Отношение к сельским жителям, впрочем, изменилось, когда закончилось крепостное право, в XII–XIII веках. Экономический подъем позволил множеству крепостных выкупить свободу, и «бесконечная» работа трансформировалась в «ограниченную». Существование поденщиков, бригад, подряжающихся на работы, повышает эффективность труда; развивается торговля сельскохозяйственной продукцией: «В 1250–1260‐х годах люди интересовались производительностью труда, техникой»139. Складывалось разделение труда, зарождалось «управление»140 работами, начислялась заработная плата. Изнурительные работы еще упоминаются, но косвенным образом. Конечно, труд не оценивался по достоинству, разве что предпринимались попытки избежать усталости работников при составлении порядка работы. Труд оценивался интуитивно, в зависимости от предполагаемой эффективности, и, конечно, недостаточно: внимание обращали на качество выполненной работы. Пьетро де Крещенци в XIII веке предлагал при найме работника в первую очередь спрашивать у него о работах, «которые он уже выполнял», и о том, «что он делает охотнее всего и что вызывает у него наименьшую усталость»141. Цель этого – гармонизировать активность, сократить простои, с большей эффективностью использовать «ограниченное рабочее время»142. Ту же цель преследует другой опрос, придерживающийся критериев пространства и времени: «следует посмотреть, сколько каждый работник может посеять на единицу площади»143. Таким образом, впервые появляется понятие порога усталости, перейдя который человек не может продолжать выполнять поставленную задачу. Один и тот же вопрос ставился по поводу усталости как работника, так и его лошади – совмещались продолжительность работы и пройденное расстояние:

Следует узнать, сколько требуется плугов и сколько лье (какое расстояние) в день могут пройти лошади и быки. Один плуг не может вспахать более девяти акров144.

## ИСХОДНЫЕ ДАННЫЕ
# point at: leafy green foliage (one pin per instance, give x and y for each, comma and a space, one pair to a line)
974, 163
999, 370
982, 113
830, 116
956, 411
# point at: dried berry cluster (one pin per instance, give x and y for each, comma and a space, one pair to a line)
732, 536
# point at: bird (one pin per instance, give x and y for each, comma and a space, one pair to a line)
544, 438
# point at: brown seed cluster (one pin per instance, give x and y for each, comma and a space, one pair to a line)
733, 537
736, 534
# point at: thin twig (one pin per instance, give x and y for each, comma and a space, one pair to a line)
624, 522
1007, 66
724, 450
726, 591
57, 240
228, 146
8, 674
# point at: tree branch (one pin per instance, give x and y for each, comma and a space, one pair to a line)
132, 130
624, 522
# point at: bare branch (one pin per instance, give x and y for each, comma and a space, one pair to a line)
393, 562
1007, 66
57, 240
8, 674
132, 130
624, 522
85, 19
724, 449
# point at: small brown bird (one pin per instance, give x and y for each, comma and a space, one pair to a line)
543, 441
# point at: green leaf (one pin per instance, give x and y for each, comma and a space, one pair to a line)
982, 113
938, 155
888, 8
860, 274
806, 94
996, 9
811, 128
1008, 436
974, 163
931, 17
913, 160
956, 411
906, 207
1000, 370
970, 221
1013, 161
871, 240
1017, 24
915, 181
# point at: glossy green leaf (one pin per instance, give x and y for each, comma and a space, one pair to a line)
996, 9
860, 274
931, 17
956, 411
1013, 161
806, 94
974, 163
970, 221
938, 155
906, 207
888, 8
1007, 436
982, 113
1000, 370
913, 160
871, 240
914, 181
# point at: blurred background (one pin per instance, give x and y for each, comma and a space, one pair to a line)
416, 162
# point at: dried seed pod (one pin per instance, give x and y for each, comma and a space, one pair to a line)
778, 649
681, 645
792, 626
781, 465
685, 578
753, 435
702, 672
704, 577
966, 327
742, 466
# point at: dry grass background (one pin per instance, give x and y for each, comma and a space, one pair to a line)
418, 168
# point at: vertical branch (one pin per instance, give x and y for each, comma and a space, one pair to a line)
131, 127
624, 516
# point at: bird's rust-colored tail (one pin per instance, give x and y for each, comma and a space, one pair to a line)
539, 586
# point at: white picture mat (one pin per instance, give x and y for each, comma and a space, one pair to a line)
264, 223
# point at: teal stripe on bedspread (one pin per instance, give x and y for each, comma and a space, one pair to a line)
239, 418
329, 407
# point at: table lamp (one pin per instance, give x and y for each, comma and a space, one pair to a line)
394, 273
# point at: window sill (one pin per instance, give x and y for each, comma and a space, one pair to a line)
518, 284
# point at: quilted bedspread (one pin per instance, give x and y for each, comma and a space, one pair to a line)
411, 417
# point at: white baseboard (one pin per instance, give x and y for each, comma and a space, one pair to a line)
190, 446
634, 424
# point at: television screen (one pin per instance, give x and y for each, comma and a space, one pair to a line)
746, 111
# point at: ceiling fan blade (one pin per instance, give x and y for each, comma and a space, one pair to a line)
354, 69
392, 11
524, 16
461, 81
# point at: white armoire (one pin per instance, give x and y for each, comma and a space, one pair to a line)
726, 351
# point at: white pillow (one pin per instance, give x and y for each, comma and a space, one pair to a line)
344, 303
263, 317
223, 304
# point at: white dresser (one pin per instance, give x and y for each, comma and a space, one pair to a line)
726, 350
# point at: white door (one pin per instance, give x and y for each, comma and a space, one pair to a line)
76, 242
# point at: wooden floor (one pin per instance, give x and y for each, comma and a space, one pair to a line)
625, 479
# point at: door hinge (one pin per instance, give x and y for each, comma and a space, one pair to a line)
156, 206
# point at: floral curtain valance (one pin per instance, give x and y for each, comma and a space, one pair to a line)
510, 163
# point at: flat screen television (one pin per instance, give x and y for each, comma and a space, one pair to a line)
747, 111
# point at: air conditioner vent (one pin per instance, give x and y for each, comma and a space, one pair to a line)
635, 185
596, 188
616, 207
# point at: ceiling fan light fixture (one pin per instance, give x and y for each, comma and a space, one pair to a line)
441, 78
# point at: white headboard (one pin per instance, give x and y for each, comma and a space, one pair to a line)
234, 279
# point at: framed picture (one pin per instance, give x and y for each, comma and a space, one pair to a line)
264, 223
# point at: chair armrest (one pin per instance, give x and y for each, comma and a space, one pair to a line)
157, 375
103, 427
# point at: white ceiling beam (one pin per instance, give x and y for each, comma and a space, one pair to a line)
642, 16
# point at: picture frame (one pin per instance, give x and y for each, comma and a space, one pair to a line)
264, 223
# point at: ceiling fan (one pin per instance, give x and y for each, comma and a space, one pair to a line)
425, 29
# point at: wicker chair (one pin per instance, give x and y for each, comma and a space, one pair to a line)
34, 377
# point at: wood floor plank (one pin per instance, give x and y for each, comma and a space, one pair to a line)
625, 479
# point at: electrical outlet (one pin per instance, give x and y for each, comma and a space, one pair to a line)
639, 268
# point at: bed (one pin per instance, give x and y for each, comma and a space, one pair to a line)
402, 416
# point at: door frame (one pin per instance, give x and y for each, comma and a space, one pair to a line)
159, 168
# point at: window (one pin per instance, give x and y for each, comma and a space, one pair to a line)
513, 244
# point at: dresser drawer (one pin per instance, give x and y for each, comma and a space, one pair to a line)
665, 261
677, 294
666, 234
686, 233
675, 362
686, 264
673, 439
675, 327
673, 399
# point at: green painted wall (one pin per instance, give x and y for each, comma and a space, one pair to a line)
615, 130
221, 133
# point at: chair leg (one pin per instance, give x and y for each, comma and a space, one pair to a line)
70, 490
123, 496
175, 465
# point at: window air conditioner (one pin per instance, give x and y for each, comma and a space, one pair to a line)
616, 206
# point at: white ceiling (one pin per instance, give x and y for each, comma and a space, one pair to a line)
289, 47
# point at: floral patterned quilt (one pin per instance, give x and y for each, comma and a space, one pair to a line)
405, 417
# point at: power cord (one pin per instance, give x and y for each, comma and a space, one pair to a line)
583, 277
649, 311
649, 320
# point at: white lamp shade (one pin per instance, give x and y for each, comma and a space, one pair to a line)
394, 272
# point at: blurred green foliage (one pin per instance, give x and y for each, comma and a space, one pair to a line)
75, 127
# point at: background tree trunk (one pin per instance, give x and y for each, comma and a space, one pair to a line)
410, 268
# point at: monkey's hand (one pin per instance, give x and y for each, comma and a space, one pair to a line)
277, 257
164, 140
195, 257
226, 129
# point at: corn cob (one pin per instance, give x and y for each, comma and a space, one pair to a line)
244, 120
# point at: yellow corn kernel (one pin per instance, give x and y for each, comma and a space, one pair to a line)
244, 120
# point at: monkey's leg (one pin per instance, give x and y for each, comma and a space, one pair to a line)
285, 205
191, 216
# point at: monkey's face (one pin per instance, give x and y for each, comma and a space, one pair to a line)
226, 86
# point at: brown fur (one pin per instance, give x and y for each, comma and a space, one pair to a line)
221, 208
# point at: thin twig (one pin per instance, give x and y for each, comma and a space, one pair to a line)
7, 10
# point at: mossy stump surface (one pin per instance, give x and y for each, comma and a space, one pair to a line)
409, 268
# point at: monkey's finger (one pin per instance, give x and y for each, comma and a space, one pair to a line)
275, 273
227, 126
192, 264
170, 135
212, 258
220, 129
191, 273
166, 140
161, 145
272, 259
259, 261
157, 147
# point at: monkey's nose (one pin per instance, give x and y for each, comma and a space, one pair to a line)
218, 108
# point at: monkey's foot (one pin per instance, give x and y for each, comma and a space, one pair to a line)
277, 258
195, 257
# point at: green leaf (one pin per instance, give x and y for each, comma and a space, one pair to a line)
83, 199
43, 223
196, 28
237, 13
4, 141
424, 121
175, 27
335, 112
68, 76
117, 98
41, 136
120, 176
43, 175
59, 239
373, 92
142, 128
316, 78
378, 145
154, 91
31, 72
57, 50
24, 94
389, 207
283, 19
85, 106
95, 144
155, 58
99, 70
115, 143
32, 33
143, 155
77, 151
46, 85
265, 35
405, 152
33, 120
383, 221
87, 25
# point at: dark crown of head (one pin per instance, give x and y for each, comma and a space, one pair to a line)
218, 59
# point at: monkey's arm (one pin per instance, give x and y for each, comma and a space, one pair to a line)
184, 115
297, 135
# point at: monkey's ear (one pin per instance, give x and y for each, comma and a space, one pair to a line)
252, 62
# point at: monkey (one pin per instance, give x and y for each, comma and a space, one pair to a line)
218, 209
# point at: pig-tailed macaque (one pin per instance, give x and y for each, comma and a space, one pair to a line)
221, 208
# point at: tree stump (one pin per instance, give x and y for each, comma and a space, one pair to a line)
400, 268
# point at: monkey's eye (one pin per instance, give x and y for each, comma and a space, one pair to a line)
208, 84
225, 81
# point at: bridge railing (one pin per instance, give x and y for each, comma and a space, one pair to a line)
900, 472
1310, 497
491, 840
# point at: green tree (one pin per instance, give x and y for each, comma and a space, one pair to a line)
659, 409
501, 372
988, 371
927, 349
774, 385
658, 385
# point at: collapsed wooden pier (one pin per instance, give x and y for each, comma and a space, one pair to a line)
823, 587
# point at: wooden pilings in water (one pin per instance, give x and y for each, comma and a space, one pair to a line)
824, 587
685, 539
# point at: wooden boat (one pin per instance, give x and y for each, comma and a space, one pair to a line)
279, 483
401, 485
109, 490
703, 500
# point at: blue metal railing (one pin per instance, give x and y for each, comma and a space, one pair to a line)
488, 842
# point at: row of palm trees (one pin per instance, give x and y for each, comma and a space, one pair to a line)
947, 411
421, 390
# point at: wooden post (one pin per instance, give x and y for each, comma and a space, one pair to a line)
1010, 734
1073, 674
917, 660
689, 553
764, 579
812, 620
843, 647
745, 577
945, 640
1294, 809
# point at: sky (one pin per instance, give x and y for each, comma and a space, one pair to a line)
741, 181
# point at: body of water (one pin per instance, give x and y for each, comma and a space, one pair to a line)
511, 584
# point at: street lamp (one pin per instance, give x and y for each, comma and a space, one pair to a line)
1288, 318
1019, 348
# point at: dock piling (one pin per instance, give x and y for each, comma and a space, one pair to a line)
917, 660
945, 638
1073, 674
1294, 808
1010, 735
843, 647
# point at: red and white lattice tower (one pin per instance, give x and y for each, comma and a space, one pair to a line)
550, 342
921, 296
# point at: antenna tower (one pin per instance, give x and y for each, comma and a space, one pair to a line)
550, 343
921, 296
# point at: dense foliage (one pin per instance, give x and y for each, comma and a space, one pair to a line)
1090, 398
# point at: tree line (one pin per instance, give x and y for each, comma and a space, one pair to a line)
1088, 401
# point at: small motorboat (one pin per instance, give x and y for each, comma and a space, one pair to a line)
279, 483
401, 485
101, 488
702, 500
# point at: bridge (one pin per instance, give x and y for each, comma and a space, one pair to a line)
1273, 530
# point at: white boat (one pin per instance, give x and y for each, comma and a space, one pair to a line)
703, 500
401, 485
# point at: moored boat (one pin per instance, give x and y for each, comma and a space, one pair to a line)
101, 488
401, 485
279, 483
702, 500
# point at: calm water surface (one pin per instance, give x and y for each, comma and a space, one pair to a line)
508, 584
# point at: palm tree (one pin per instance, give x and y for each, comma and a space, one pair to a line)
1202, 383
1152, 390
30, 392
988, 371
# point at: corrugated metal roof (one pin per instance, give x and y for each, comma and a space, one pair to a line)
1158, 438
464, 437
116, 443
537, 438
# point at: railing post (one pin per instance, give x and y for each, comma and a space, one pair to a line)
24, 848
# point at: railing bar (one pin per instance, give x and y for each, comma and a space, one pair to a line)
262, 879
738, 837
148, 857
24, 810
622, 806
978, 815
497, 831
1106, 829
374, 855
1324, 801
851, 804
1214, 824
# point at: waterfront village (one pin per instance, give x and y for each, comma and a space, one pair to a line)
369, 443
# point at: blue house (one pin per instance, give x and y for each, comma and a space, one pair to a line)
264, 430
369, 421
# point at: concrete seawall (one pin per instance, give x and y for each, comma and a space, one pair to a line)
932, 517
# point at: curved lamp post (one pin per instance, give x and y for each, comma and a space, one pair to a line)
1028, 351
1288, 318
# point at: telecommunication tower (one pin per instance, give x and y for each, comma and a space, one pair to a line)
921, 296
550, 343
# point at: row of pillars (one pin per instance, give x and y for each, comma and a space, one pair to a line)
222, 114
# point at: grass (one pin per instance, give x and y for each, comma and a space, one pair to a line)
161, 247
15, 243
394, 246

## ЗАДАНИЯ К УПРАЖНЕНИЮ
A) Изложите фрагмент о сельском труде в двух предложениях.
B) Перескажите абзац фрагмента о сельском труде, начинающийся словами «Отношение к сельским жителям, впрочем, изменилось», в виде краткого списка и сохраните его основные факты.
C) Приведите продолжение фрагмента о сельском труде, которое начинается сразу после его последнего предложения.

## ОТВЕТЫ К ЗАДАНИЯМ
A) После отмены крепостного права в XII–XIII веках многие крепостные выкупили свободу. Труд стал «ограниченным», сложились разделение труда, управление работами и заработная плата, а при найме работников стали учитывать их усталость, так что впервые появилось понятие порога усталости для человека и для лошади.

B)
- Крепостное право закончилось в XII–XIII веках, и благодаря экономическому подъему многие крепостные выкупили свободу.
- «Бесконечная» работа стала «ограниченной».
- Поденщики и бригады повышали эффективность труда, развивалась торговля сельскохозяйственной продукцией.
- В 1250–1260-х годах люди интересовались производительностью труда и техникой.
- Складывались разделение труда и «управление» работами, начислялась заработная плата.
- Изнурительные работы упоминаются лишь косвенно.
- Труд оценивали интуитивно, по предполагаемой эффективности, и главное внимание обращали на качество работы.
- Пьетро де Крещенци в XIII веке советовал спрашивать нанимаемого работника, какие работы он уже выполнял, что делает охотнее всего и что утомляет его меньше всего.
- Цель таких расспросов состояла в том, чтобы гармонизировать активность, сократить простои и эффективнее использовать «ограниченное рабочее время».
- Другой опрос выяснял, сколько каждый работник может посеять на единицу площади.
- Так впервые появляется понятие порога усталости, за которым человек не может продолжать работу.
- Тот же вопрос задавали и об усталости лошади, совмещая продолжительность работы и пройденное расстояние.

C)
Наконец, те же вопросы касаются оценки земли, требующей обработки, и относительной эффективности лошадей, которые считаются более подходящими для «каменистой почвы», нежели быки (но платить за работу с использованием лошади приходится больше)145. Опрос носит практический, эмпирический характер и проводится для примерного определения количества рабочих дней, работников, которых предстоит нанять, вида тягловых животных, их стоимости. Ответы, повторим, приблизительные, расчеты сомнительные:

И надо вам знать, что пятеро мужчин за день могут скосить и связать в снопы пшеницу на пяти акрах, кто-то из них больше, кто-то меньше. И там, где каждый берет по два денье в день, вы должны давать за акр пять денье. И там, где четверо берут каждый по одному денье, а пятый, который связывает снопы, два денье, вы должны платить по четыре денье за акр146.

Здесь же говорится о назначенном жалованье: «Если они перевыполнили план, вы не должны платить им больше установленной суммы»147, причем даже в том случае, если предполагается различная оплата в зависимости от затрачиваемых «усилий»: например, «гонорар» вязальщика, который должен собирать, сжимать и связывать снопы, составляет два денье, а того, кто просто скашивает пшеницу, – один денье148. А вот как обстояли дела на ферме Карвиль в 1308 году: такая работа, как вспахивание плугом, вместе с манипуляциями лемехом и управлением повозкой стоила дороже, нежели боронение и дальнейшая очистка поверхности149. Наблюдалась некоторая тенденция к иерархизации «труда» и его оплаты.

В отношении к «подлому люду» ничего не меняется. Усталость бедного человека порой становится предметом осмеяния. В фаблио XII века рассказывается об одном крестьянине из Байёля, вернувшемся домой после работы в поле. Его усталость служит для жены поводом отправить его спать, а затем пойти к любовнику. Конечно, герой изнурен работой и недооценен, но выставляют его идиотом и «противным дураком»150.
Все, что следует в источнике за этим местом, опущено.